* _Selection_

Start

A huge car bomb in Beirut on Friday killed 8 people, amongst them the apparent target, Wissam al-Hassan the head of police intelligence:
BEIRUT — At least eight people were killed and 78 injured in a massive blast in east Beirut caused by a car bomb.
An Associated Press reporter at the scene saw bloodied people being helped into ambulances and heavy damage to what appeared to be residential buildings in the mostly Christian Achrafieh neighborhood.
A police official told reporters that Wissam al-Hassan the head of police intelligence was the target of the blast.
Although the motive behind the attack was still unknown, the country’s fractious political leaders immediately began laying blame and tying the bombing to the crisis in Syria.
Laying the blame for the bombing at the feet of the Syrians is certainly not far-fetched, as the Jerusalem Post reports:
Lebanese Prime Minister Najib Mikati said on Saturday he suspected the assassination of a senior Lebanese intelligence chief was linked to his role in uncovering Syrian involvement in an earlier bomb plot.
Mikati, speaking at a news conference at the presidential palace, stopped short of blaming Assad directly.
But he said he suspected the bombing was related to the indictment in August of former minister Michel Samaha, a supporter of Assad, over a plot allegedly aimed at stoking violence in Lebanon.
“A prime minister does not anticipate investigations, but quite honestly … I cannot separate in any way the crime that took place yesterday and the discovery of the conspiracy against Lebanon in August,” he said.
The slain Hassan had helped to uncover the bomb plot, which fueled sectarian enmity in a country where the balance between religious groups is fragile. He also led an investigation that implicated Syria and Hezbollah in the assassination of former prime minister Rafik al-Hariri in 2005.
The New York Times elaborates further:
Within hours of the attack, the Lebanese authorities announced that the dead included the intelligence chief of the country’s internal security service, Brig. Gen. Wissam al-Hassan, instantly spurring accusations that the Syrian government had assassinated him for recently uncovering what the authorities said was a Syrian plot to provoke unrest in Lebanon.

End

* _Information shown_
Start

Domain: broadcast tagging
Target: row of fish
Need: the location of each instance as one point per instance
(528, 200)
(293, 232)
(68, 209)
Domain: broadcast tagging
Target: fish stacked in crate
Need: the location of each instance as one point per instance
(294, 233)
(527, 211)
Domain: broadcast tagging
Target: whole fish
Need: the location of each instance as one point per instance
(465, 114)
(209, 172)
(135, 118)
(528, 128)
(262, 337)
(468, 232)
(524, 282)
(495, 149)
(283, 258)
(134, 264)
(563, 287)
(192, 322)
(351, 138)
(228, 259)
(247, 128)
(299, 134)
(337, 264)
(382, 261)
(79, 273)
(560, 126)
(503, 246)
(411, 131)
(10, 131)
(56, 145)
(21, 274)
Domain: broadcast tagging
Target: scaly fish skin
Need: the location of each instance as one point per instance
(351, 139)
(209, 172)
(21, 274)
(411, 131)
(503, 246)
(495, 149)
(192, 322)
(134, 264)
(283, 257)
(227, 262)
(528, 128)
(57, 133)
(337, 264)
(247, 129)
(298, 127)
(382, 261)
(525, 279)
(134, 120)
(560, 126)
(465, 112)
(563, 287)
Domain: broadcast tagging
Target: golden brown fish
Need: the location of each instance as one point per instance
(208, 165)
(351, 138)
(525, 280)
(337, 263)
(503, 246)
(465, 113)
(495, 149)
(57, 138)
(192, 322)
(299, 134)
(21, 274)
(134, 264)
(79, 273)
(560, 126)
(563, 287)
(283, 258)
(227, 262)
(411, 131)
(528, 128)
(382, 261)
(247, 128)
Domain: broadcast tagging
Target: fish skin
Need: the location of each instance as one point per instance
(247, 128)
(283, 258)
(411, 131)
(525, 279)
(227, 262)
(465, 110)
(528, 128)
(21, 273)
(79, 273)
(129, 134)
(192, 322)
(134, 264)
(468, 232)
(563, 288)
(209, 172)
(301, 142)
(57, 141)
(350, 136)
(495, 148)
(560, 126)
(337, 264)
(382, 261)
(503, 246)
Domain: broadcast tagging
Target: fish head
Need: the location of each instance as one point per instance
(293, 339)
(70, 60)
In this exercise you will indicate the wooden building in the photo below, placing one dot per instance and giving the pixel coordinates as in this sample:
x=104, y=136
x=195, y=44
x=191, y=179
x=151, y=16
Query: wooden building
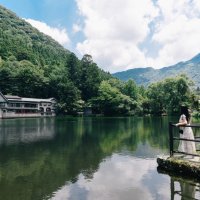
x=15, y=106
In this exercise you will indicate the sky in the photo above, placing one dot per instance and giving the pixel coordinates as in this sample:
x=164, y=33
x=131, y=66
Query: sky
x=118, y=34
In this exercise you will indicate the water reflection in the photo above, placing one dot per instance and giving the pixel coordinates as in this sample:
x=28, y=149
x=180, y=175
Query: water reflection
x=83, y=158
x=15, y=131
x=184, y=189
x=118, y=177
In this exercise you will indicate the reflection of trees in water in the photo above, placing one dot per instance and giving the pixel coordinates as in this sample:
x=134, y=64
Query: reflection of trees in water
x=14, y=131
x=184, y=189
x=78, y=146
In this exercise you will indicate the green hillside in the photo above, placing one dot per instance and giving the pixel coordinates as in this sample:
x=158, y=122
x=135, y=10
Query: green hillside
x=145, y=76
x=32, y=64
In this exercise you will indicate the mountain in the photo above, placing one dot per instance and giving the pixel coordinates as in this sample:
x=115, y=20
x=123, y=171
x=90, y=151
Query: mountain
x=145, y=76
x=32, y=64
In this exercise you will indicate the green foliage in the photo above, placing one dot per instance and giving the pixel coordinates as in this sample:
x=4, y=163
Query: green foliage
x=34, y=65
x=169, y=95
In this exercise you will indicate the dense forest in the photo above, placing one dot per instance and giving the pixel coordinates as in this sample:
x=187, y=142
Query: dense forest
x=148, y=75
x=34, y=65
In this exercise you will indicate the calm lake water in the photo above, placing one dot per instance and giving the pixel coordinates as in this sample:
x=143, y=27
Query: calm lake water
x=88, y=159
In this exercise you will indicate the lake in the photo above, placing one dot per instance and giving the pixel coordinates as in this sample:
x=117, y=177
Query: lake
x=65, y=158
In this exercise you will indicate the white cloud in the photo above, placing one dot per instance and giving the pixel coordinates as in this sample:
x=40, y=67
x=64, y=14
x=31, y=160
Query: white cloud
x=76, y=28
x=178, y=32
x=115, y=29
x=58, y=34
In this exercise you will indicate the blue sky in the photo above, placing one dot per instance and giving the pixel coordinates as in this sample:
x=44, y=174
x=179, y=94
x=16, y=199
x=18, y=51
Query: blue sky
x=119, y=34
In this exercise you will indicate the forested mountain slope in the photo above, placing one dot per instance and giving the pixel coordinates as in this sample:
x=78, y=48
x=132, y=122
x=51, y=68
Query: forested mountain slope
x=32, y=64
x=145, y=76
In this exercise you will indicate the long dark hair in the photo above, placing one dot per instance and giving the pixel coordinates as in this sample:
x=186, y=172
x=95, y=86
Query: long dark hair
x=185, y=111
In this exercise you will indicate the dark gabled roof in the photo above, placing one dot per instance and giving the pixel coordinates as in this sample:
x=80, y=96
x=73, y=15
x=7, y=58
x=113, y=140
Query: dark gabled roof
x=12, y=97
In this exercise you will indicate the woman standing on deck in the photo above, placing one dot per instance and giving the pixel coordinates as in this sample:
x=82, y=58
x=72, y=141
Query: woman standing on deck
x=186, y=132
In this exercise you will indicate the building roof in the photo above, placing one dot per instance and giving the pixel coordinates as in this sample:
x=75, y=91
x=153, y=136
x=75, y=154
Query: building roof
x=12, y=97
x=24, y=99
x=3, y=97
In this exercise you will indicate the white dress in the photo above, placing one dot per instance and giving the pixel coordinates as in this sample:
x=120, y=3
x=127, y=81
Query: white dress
x=186, y=146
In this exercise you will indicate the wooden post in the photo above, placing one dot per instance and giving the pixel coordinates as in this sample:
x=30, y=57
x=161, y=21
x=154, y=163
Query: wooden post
x=171, y=143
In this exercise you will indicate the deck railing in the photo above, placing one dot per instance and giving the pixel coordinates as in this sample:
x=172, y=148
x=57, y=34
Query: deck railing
x=172, y=139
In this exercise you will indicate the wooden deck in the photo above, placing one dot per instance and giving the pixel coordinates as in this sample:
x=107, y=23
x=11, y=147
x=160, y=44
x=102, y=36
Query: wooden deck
x=186, y=166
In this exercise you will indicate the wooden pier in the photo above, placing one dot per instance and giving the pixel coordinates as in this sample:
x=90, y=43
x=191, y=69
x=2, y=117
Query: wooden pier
x=182, y=163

End

* _Exercise requirements_
1. Please set down the passage of the Beirut bombing article starting with "An Associated Press" and going on through "Christian Achrafieh neighborhood.".
2. Which neighborhood does the Beirut bombing article say the blast damaged?

* _Responses for each task_
1.
An Associated Press reporter at the scene saw bloodied people being helped into ambulances and heavy damage to what appeared to be residential buildings in the mostly Christian Achrafieh neighborhood.

2. The mostly Christian Achrafieh neighborhood in east Beirut.